▶ _Activity_: The job is to find each line in the entries holding the string "phrase" and copy that line.

▶ _Stored data entries_:
━━━━━━━━━━━━━━━━

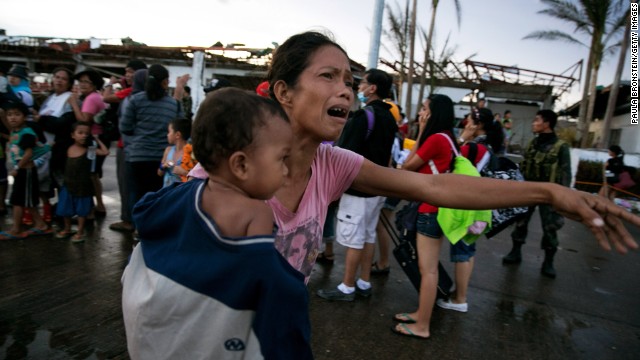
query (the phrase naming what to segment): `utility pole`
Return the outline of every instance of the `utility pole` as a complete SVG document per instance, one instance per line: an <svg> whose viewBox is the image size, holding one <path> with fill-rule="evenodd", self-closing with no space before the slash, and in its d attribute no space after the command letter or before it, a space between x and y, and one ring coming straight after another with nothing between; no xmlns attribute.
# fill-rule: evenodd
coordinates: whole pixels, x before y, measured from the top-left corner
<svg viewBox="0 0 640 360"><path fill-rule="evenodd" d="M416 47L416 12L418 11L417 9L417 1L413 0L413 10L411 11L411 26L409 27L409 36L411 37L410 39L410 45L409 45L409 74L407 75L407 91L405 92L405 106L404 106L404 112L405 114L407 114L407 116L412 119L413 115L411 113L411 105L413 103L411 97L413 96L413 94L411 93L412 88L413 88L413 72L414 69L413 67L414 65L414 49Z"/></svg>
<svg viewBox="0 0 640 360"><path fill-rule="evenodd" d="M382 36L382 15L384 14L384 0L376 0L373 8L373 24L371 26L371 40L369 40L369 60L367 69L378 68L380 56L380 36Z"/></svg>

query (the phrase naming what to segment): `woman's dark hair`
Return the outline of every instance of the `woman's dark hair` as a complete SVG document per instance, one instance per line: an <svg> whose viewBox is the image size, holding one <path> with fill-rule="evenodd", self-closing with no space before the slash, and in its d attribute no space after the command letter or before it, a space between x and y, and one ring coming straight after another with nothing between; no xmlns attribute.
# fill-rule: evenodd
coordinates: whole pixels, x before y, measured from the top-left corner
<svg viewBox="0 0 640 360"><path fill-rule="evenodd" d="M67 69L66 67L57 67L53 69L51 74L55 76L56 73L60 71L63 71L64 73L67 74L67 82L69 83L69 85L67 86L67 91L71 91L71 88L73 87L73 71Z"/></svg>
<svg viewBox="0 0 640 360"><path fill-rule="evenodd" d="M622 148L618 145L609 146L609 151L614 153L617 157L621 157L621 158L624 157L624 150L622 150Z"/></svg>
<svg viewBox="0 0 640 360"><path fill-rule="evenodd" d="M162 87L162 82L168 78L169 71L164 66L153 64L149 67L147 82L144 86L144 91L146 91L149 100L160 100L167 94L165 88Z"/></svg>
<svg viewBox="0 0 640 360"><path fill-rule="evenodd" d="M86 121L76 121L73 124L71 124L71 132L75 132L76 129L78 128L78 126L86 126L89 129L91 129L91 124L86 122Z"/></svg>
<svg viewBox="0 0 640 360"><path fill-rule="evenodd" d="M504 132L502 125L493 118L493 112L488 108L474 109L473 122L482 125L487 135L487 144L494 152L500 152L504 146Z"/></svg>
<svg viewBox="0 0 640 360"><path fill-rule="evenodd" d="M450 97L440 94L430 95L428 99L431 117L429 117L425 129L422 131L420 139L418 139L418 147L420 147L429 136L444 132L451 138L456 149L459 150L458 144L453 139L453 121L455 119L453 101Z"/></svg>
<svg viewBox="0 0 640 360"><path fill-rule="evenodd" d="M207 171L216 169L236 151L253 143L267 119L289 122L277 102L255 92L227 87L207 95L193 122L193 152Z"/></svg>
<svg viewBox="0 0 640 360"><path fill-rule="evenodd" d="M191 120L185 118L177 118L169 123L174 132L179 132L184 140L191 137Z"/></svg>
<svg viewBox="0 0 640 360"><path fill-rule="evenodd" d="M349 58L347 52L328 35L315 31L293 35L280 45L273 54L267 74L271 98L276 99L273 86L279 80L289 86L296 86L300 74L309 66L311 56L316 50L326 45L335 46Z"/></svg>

━━━━━━━━━━━━━━━━

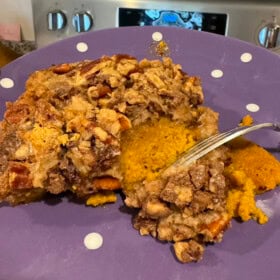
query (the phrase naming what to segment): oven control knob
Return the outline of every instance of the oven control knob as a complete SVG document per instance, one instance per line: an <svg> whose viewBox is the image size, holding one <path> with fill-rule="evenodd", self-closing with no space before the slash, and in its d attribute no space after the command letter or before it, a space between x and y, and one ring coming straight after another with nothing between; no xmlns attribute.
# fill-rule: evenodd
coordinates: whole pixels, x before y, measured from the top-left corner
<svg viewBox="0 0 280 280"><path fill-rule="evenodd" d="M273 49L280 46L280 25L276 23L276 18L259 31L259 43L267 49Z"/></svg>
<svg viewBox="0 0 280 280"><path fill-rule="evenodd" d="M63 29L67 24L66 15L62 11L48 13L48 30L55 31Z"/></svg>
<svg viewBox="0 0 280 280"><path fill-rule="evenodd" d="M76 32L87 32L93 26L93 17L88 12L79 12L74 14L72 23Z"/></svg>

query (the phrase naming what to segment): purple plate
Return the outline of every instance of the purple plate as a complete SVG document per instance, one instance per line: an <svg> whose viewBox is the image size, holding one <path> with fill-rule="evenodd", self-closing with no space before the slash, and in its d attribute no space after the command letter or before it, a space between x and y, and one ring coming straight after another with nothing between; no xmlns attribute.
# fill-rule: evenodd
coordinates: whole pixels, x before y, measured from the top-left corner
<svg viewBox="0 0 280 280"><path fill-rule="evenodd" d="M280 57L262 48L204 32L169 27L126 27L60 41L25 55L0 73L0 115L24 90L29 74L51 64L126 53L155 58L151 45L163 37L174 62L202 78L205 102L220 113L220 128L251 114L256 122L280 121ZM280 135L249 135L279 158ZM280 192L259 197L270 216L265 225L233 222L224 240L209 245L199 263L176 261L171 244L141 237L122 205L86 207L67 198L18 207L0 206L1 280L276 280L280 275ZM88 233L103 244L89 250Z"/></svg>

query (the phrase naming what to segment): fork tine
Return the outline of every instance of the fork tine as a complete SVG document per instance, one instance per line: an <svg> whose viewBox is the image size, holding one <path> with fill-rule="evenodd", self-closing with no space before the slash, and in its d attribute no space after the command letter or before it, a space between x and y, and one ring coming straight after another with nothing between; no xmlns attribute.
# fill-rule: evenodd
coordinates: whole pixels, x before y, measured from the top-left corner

━━━━━━━━━━━━━━━━

▶ _Written answer_:
query (the phrase naming what to segment): `utility pole`
query (the phrase naming what to segment): `woman's dark hair`
query (the phrase naming what to segment): oven control knob
query (the phrase naming what to segment): purple plate
query (the phrase naming what to segment): fork tine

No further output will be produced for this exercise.